**Stated task:**
Each entry below is to be given again word for word, with no pictures.
Extracted records start
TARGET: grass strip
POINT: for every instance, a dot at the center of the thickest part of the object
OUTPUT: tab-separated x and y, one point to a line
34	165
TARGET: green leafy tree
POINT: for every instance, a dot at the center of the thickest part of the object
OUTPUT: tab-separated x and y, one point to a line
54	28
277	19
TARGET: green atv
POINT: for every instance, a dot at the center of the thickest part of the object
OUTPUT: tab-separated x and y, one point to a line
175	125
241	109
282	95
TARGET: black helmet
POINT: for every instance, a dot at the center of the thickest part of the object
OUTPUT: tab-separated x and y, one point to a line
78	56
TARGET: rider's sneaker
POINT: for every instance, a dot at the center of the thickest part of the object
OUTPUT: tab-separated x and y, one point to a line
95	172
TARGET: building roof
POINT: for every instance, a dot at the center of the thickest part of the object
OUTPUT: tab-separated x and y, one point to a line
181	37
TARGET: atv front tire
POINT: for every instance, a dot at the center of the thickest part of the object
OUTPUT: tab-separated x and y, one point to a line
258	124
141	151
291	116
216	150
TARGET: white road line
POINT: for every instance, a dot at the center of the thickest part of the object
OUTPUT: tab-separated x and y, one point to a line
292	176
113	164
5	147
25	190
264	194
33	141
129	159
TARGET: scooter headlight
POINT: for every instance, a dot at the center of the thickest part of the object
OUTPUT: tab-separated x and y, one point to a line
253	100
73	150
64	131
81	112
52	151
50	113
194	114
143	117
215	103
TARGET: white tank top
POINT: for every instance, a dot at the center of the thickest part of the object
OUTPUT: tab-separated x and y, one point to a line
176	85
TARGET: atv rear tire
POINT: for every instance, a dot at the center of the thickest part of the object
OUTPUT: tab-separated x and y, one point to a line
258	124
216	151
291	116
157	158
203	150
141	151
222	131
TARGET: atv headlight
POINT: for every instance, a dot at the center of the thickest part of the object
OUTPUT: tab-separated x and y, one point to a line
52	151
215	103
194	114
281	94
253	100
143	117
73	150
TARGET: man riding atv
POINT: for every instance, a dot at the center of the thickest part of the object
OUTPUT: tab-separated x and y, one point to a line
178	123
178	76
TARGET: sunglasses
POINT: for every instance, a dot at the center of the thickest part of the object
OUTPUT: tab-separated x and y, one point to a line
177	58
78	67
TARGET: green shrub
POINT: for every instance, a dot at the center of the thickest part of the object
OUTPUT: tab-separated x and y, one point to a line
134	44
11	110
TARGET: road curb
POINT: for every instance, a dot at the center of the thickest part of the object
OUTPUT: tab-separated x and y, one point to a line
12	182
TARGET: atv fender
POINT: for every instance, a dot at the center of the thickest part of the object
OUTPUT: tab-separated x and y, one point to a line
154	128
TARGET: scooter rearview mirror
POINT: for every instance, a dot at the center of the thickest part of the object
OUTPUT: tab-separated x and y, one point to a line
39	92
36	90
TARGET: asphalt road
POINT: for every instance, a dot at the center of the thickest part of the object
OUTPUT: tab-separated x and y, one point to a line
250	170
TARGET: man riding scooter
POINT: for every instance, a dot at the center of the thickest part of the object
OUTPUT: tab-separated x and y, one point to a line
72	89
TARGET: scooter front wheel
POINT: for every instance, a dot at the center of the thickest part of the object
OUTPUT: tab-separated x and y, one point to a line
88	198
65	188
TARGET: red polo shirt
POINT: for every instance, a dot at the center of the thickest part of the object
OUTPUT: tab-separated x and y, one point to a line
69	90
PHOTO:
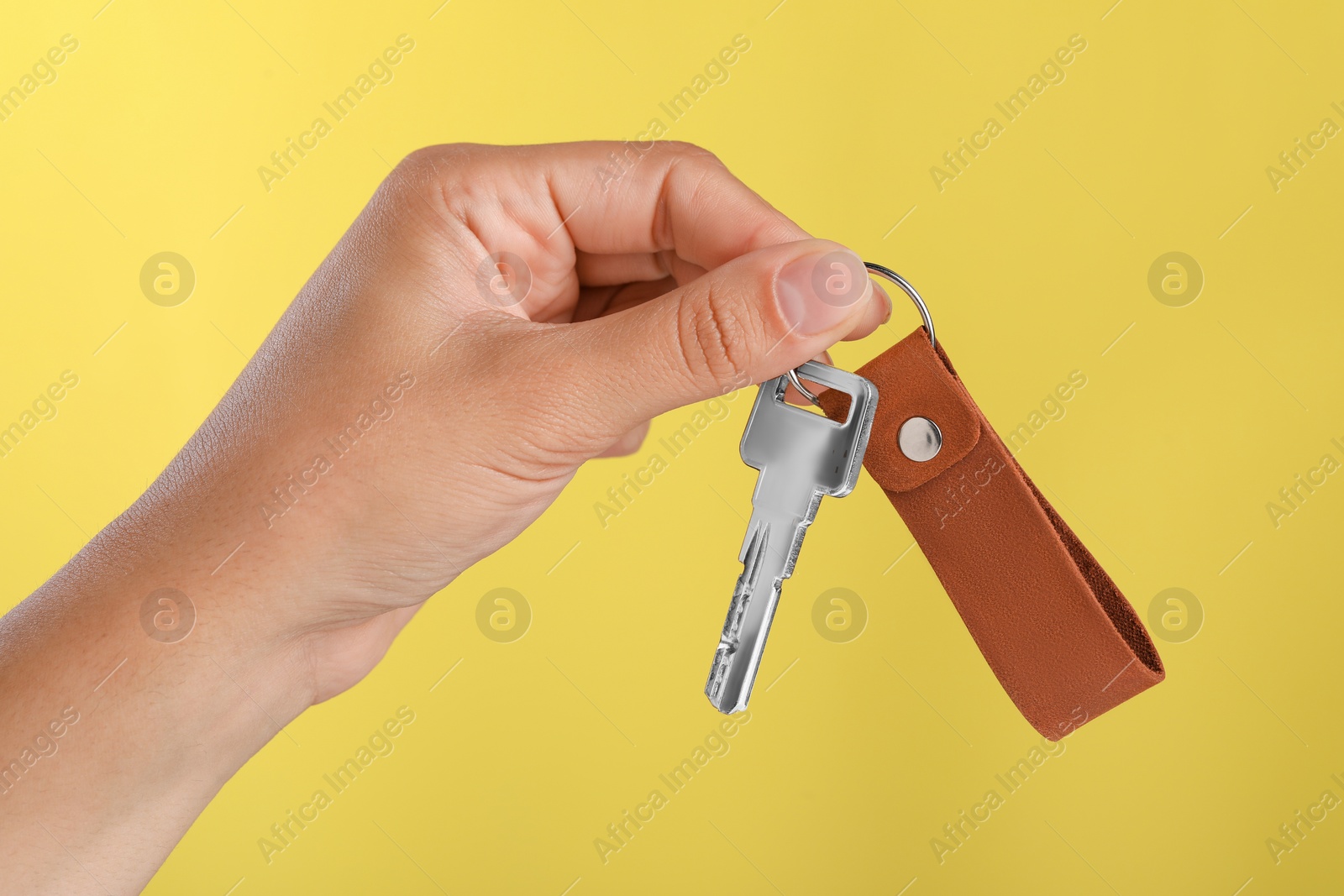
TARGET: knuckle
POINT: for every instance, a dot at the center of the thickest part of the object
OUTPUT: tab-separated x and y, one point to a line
Extracted records end
**The completed task:**
TARGET: grass strip
POINT: for every instance, a dot at the center of the thickest part of the object
OUTPUT: tab-separated x and y, one point to a line
34	165
TARGET: green leafy tree
POINT: for every instance, a dot at the center of the thickest part of the object
OUTPUT: tab-separated x and y, one point to a line
54	28
277	19
TARGET: green atv
POINT: for every instance, a dot at the center of the thickest part of the object
OUTPUT: tab-separated x and y, one point to a line
175	125
241	109
282	95
TARGET: black helmet
POINT: for every instance, a dot at the center of the thickest part of the object
OUTPUT: tab-separated x and y, one point to a line
78	56
TARGET: rider's sneaker
POINT: for every instance, a dot at the center of the thickest part of the object
OUTPUT: tab-separated x and y, one point to a line
95	172
TARGET: building roof
POINT: for every instance, a dot at the center of the thickest part of the object
OUTPUT: tab-separated x and y, one point to a line
181	37
TARGET: atv front tire
POINT: for every instance, a dot at the center of the thickest part of the object
OUTPUT: tab-separated x and y, one point to a line
258	124
141	151
291	116
216	150
TARGET: white road line
POINT: for every instance, a dot at the center of the thickest part of the object
OUTPUT: tab-separated x and y, one point to a line
292	176
113	164
5	147
25	190
264	194
33	141
129	159
TARGET: scooter headlight
POINT: for every instance, a dot at the center of the thickest part of the object
OUTPUT: tab-separated x and y, one point to a line
253	100
73	150
64	131
81	112
52	151
50	113
194	114
143	117
215	103
TARGET: white tank top
POINT: for every instance, a dot at the center of the thickest part of the object
OUTPUT: tab-separated x and y, one point to a line
176	85
TARGET: atv rear tire
POINT: for every instance, a dot at the center of the thickest part of the object
OUTPUT: tab-separated x and y, one point to a line
258	124
216	151
291	116
157	158
203	150
141	151
222	131
TARGET: atv headlight
POINT: for every instance, a dot at the center of the thickest part of the object
OUTPUT: tab-separated x and y, one point to a line
52	151
215	103
194	114
281	94
253	100
143	117
73	150
TARGET: man riding atv
POINT: for every instance, a dot at the center of the thickest part of the object
OUTPUT: tab-separated x and y, one point to a line
178	123
178	76
TARGET: sunglasses
POINT: for every instance, a dot at the center of the thickest part of the object
OUTPUT: tab-separated x and y, one point to a line
177	58
78	67
TARGET: green shrub
POINT: for every instance, a dot at the center of the thickest part of the object
OUTPUT: tab-separated x and y, one point to a line
134	44
11	110
TARGET: road curb
POINT: for every instance, a dot at the center of the thickest part of the object
OUTPUT: tab-separated x and y, one point to a line
12	182
TARGET: atv fender
POINT: for every instance, a dot at the center of the thickest part of the object
OUTPUT: tab-separated x and y, one point to a line
154	128
TARGET: scooter rearview mirror
POINT: for every instance, a dot at the center of the thickest part of the object
OUTPUT: tab-separated x and y, one point to a line
39	92
36	90
TARGET: asphalt road
POINT: for every instance, a dot at the center of the thickest part of the object
OUTPUT: tab-separated x and y, one point to a line
250	170
TARGET: man riding scooter
POINT: for every instance, a dot at the center of the thickest part of the object
OUTPUT: tab-separated x and y, one point to a line
72	89
TARGET: scooter front wheel
POINT: for every instance, a dot at the center of the thickest part of the object
OUTPUT: tab-separated x and y, one point to a line
88	198
65	188
TARGET: red polo shirt
POINT: for every instance, a dot at the center of the thickest part of the object
OUTPUT: tab-separated x and y, one point to a line
69	90
PHOTO:
TARGET: knuckle
POINT: for every instance, a dot at the center of the thickest part of the object
OUTPUT: tab-separated x and y, one point to a line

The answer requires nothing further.